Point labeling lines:
------------------------------------------------------------------------

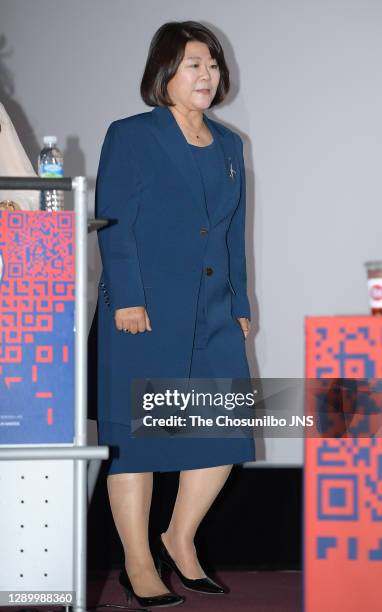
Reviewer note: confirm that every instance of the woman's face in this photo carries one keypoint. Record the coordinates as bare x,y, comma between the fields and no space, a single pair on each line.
195,83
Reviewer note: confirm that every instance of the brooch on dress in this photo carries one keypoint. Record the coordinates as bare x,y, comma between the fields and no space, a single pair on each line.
232,171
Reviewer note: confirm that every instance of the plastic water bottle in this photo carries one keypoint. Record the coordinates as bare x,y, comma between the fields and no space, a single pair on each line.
51,165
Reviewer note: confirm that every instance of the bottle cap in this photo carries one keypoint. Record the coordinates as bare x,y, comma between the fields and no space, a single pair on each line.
49,140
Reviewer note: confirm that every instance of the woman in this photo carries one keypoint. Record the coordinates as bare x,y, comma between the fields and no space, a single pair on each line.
172,294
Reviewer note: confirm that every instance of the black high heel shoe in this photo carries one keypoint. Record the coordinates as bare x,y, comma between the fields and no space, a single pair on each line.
158,601
202,585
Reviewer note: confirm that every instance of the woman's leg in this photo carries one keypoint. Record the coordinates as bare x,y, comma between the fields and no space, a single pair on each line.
130,499
196,493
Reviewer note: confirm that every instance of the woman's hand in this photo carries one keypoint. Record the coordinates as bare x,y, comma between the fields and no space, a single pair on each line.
134,319
245,325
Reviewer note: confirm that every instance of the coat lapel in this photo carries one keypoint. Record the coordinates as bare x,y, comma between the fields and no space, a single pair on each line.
171,138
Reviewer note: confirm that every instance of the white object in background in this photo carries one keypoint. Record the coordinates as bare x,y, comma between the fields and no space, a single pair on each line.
15,162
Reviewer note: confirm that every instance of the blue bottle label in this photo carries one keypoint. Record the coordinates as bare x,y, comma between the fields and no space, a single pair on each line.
51,170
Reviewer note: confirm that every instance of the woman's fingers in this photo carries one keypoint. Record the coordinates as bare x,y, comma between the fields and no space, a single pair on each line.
245,325
148,324
133,320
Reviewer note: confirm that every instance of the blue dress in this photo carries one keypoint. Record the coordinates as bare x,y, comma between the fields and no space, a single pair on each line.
136,455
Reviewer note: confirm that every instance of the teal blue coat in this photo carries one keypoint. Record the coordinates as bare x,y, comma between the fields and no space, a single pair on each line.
155,254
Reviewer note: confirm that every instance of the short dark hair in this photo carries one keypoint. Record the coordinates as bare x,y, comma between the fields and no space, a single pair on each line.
167,51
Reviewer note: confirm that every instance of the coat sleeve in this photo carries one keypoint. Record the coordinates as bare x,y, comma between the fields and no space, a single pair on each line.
117,198
236,246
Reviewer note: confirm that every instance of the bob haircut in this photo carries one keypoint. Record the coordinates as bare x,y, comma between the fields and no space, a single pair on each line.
167,51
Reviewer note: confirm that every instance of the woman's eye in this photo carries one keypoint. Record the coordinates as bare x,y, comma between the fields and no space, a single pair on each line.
196,65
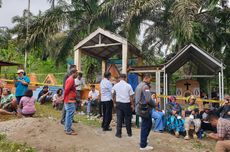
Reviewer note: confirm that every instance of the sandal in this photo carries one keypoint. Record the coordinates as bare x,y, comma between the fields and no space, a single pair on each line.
71,133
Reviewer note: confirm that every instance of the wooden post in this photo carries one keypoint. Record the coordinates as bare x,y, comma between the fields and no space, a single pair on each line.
103,67
77,59
124,57
139,61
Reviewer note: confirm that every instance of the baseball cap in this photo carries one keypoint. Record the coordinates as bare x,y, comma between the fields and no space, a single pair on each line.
20,71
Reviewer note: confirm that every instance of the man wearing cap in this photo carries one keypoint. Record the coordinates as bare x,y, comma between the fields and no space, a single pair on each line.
21,83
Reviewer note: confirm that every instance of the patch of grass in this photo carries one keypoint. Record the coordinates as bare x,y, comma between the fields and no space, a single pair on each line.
8,146
198,144
48,111
87,121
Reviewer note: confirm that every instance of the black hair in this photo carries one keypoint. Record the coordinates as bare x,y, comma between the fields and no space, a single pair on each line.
123,76
212,115
59,91
28,93
107,74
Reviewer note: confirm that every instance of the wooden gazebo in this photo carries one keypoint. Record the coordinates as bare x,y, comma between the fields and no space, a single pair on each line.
103,44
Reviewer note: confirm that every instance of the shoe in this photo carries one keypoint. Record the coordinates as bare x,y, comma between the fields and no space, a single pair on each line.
147,148
186,137
118,135
71,133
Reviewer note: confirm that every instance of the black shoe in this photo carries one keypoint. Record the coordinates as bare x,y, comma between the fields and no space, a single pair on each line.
118,135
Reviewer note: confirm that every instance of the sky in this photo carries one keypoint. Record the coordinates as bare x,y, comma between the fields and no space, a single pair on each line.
11,8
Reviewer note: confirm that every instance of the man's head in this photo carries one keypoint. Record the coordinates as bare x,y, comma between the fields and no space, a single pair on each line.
147,78
20,72
73,72
122,77
213,118
107,75
92,87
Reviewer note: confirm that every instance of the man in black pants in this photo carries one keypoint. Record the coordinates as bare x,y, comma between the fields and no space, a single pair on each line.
71,68
106,99
123,101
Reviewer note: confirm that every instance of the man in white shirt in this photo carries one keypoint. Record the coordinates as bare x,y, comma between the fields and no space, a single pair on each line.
123,101
106,100
79,84
93,97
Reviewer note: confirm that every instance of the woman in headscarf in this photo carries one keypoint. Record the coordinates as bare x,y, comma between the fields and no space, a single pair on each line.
158,116
174,121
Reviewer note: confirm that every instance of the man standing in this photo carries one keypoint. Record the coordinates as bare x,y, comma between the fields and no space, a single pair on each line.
21,83
223,132
106,99
70,102
79,83
44,96
71,68
143,96
93,98
123,101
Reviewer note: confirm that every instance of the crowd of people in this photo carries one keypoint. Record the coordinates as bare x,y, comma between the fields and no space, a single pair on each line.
178,119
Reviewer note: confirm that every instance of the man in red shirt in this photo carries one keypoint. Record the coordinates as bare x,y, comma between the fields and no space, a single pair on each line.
70,102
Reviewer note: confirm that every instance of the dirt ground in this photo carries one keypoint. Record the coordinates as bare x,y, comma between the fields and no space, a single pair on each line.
47,135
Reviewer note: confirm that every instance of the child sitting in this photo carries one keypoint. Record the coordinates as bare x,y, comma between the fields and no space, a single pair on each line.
192,117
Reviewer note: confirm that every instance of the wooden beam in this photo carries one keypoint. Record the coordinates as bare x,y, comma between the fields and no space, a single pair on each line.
103,67
77,59
101,45
124,57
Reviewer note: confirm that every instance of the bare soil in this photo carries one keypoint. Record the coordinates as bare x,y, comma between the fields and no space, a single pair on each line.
47,135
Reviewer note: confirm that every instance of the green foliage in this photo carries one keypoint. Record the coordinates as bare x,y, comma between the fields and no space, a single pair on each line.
8,146
91,68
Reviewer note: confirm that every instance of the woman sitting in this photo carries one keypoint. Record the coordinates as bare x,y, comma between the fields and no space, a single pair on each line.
58,100
192,117
174,121
158,116
8,103
27,104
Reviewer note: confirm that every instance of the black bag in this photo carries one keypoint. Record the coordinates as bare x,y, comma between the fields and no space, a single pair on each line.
144,110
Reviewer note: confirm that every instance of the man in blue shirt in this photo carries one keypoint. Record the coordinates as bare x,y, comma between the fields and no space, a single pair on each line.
21,84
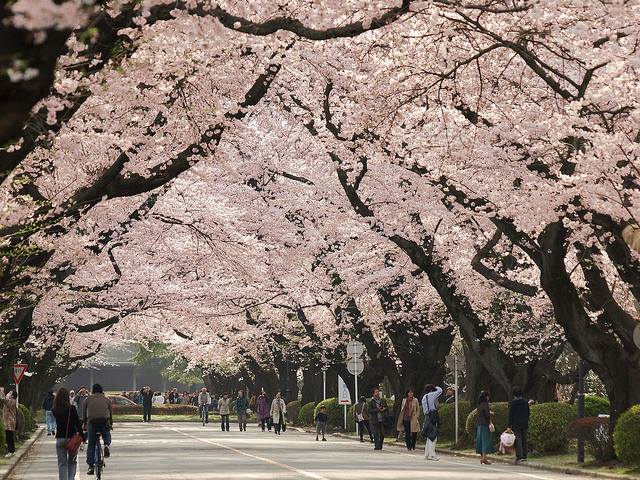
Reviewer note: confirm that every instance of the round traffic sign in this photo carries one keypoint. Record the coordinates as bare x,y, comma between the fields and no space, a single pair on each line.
355,348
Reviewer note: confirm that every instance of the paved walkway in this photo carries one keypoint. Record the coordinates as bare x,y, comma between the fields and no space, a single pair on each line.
189,451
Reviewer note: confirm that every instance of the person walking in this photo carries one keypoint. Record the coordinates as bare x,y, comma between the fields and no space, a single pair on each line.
47,405
432,419
242,405
97,418
224,408
264,411
483,435
408,419
377,411
10,418
321,423
361,415
146,395
204,399
67,425
519,413
278,412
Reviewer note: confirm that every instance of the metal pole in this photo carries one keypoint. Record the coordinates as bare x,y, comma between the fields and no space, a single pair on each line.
455,393
324,383
581,408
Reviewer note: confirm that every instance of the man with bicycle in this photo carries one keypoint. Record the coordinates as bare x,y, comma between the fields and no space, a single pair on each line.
98,420
204,399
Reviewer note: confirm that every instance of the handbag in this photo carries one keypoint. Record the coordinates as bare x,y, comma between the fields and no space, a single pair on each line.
73,444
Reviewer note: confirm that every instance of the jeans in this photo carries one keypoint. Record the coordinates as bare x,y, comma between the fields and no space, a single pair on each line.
522,447
362,424
67,463
265,422
409,437
51,421
146,413
242,420
11,441
204,410
378,434
430,448
94,430
321,428
224,421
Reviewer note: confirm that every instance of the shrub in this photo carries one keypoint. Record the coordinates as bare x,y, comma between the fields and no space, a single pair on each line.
334,411
626,435
548,426
448,419
594,406
500,419
293,411
305,416
595,431
168,409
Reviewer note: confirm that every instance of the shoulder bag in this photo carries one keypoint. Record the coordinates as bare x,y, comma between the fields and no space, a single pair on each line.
73,444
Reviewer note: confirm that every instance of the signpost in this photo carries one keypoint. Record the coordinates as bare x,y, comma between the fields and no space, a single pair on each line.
344,397
453,361
355,366
19,369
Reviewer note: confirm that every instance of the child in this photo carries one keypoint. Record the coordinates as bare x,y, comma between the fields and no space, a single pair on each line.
321,423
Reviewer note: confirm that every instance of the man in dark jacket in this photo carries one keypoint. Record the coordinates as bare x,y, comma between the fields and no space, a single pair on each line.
519,422
147,399
377,411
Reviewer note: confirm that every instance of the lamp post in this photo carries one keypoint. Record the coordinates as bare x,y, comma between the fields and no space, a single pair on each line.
580,408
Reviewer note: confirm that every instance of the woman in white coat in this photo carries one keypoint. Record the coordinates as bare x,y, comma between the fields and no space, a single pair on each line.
278,412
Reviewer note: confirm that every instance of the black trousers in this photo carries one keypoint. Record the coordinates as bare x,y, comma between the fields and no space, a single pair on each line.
378,434
362,424
11,441
409,438
146,413
522,446
224,422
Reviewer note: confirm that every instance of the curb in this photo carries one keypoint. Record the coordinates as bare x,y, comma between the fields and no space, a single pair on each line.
21,453
493,458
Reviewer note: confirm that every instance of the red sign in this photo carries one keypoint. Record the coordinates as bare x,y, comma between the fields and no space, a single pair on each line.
19,370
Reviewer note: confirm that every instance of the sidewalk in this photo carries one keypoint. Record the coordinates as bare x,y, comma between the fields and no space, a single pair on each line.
6,469
392,442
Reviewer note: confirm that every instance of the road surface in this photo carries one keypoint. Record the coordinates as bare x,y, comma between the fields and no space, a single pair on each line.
190,451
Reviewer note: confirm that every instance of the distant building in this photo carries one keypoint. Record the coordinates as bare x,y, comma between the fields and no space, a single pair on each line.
116,371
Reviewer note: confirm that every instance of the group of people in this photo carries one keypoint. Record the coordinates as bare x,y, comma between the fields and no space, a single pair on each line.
87,415
374,417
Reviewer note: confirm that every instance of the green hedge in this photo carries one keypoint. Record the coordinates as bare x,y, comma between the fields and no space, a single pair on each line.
500,419
626,436
305,417
166,409
293,411
448,419
548,426
334,411
594,406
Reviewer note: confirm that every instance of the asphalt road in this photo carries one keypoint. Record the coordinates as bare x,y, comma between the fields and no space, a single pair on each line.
190,451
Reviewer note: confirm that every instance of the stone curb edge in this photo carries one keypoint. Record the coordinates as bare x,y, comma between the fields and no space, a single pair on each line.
20,454
533,465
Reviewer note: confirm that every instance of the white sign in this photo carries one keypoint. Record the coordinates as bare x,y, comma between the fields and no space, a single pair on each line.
355,348
355,365
344,396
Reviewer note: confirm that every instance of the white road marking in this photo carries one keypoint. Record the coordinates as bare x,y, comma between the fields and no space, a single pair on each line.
305,473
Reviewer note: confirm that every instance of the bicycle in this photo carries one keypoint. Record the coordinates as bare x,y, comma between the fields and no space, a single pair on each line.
99,464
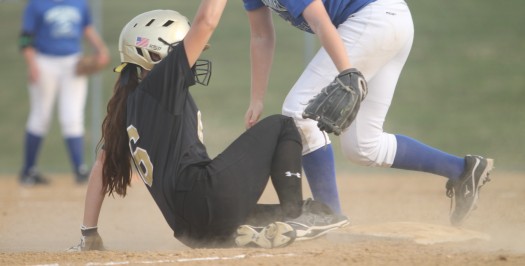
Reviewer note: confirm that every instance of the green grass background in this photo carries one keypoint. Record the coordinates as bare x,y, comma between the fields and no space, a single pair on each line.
462,89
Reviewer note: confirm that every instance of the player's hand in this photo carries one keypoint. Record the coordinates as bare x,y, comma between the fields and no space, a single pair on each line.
90,240
253,114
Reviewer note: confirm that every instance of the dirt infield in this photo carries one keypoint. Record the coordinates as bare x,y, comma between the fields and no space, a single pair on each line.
396,219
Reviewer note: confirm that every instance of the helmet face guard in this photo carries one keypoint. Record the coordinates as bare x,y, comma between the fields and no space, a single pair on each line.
202,71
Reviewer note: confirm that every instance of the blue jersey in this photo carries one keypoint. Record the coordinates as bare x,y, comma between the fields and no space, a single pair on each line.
292,10
57,26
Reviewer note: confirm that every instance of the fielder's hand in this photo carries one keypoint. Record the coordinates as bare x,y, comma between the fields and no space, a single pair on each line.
336,106
90,240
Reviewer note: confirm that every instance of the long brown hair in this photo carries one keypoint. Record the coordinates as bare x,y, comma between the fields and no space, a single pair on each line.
117,170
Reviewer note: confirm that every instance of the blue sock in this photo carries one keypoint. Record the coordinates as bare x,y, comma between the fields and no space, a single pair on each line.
414,155
31,149
319,167
76,151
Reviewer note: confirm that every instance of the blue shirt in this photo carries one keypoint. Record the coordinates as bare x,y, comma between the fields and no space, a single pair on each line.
292,10
57,26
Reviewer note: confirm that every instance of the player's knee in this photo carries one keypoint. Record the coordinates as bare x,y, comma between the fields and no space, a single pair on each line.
365,155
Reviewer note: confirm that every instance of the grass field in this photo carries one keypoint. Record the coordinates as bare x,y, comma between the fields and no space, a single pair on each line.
462,89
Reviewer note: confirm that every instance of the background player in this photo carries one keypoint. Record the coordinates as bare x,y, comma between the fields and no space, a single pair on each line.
51,42
375,37
153,121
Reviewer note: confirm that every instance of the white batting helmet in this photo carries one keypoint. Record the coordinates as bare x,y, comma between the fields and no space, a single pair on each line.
150,33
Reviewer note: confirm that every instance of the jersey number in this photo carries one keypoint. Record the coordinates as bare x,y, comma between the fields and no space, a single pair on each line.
140,157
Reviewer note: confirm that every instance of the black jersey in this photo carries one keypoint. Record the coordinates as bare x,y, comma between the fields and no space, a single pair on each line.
164,129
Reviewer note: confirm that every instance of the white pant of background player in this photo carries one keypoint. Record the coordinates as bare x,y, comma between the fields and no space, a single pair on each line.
378,39
57,79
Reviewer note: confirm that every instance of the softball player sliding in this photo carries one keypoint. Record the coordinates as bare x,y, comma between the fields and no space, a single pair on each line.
51,42
374,36
154,124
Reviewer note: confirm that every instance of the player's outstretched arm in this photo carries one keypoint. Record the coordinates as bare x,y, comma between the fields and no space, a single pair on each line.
319,21
203,25
90,239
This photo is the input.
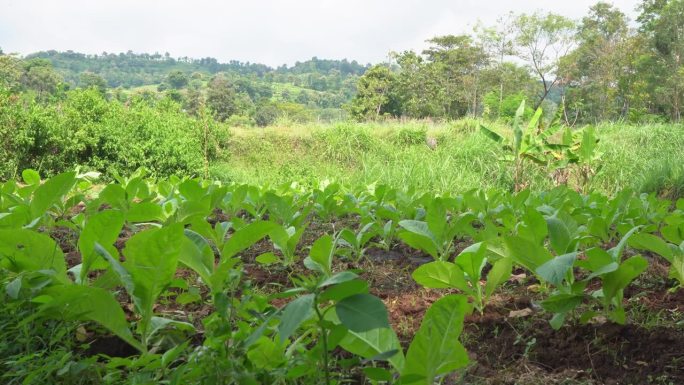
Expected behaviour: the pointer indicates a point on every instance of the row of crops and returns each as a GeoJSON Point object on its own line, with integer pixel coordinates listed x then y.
{"type": "Point", "coordinates": [136, 242]}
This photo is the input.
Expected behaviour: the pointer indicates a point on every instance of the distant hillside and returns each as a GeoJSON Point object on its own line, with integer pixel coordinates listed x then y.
{"type": "Point", "coordinates": [133, 70]}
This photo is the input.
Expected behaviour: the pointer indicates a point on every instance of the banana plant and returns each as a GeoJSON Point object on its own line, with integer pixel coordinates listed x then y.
{"type": "Point", "coordinates": [285, 239]}
{"type": "Point", "coordinates": [34, 202]}
{"type": "Point", "coordinates": [152, 257]}
{"type": "Point", "coordinates": [606, 266]}
{"type": "Point", "coordinates": [338, 304]}
{"type": "Point", "coordinates": [355, 243]}
{"type": "Point", "coordinates": [672, 252]}
{"type": "Point", "coordinates": [465, 274]}
{"type": "Point", "coordinates": [527, 144]}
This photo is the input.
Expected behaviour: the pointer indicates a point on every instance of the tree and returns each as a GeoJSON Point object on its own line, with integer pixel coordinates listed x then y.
{"type": "Point", "coordinates": [177, 79]}
{"type": "Point", "coordinates": [221, 97]}
{"type": "Point", "coordinates": [266, 114]}
{"type": "Point", "coordinates": [542, 40]}
{"type": "Point", "coordinates": [663, 24]}
{"type": "Point", "coordinates": [372, 93]}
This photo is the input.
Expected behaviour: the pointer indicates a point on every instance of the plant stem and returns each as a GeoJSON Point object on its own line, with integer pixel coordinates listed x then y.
{"type": "Point", "coordinates": [324, 336]}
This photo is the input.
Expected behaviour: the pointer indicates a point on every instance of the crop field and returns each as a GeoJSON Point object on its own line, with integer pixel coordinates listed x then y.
{"type": "Point", "coordinates": [182, 280]}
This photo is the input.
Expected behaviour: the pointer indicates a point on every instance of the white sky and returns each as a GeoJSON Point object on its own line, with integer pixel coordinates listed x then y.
{"type": "Point", "coordinates": [272, 32]}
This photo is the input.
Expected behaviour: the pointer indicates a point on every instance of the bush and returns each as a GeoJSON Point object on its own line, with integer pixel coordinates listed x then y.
{"type": "Point", "coordinates": [86, 130]}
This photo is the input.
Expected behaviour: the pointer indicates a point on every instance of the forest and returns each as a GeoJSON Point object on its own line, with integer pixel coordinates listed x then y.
{"type": "Point", "coordinates": [502, 206]}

------------------------------------------------------------------------

Instructions for the task: Copy out every line above that contains the string "jersey", matching case exactly.

Complete response:
Reviewer note: confirm that every instance of the blue jersey in this photo carries one keypoint. Record the coordinates as bare x,y, comma between the fields and no space, a single pair on each line.
Reviewer note: confirm that every instance of the jersey number in this photo carries one keypoint. Record the coordinates as bare x,y, comma between the fields and no space, a single pair on each line.
Reviewer note: confirm that every instance of the black jersey in this photo carries one keypoint. Record the coordinates as bare x,y, comma between the fields and no space, a single pair on each line.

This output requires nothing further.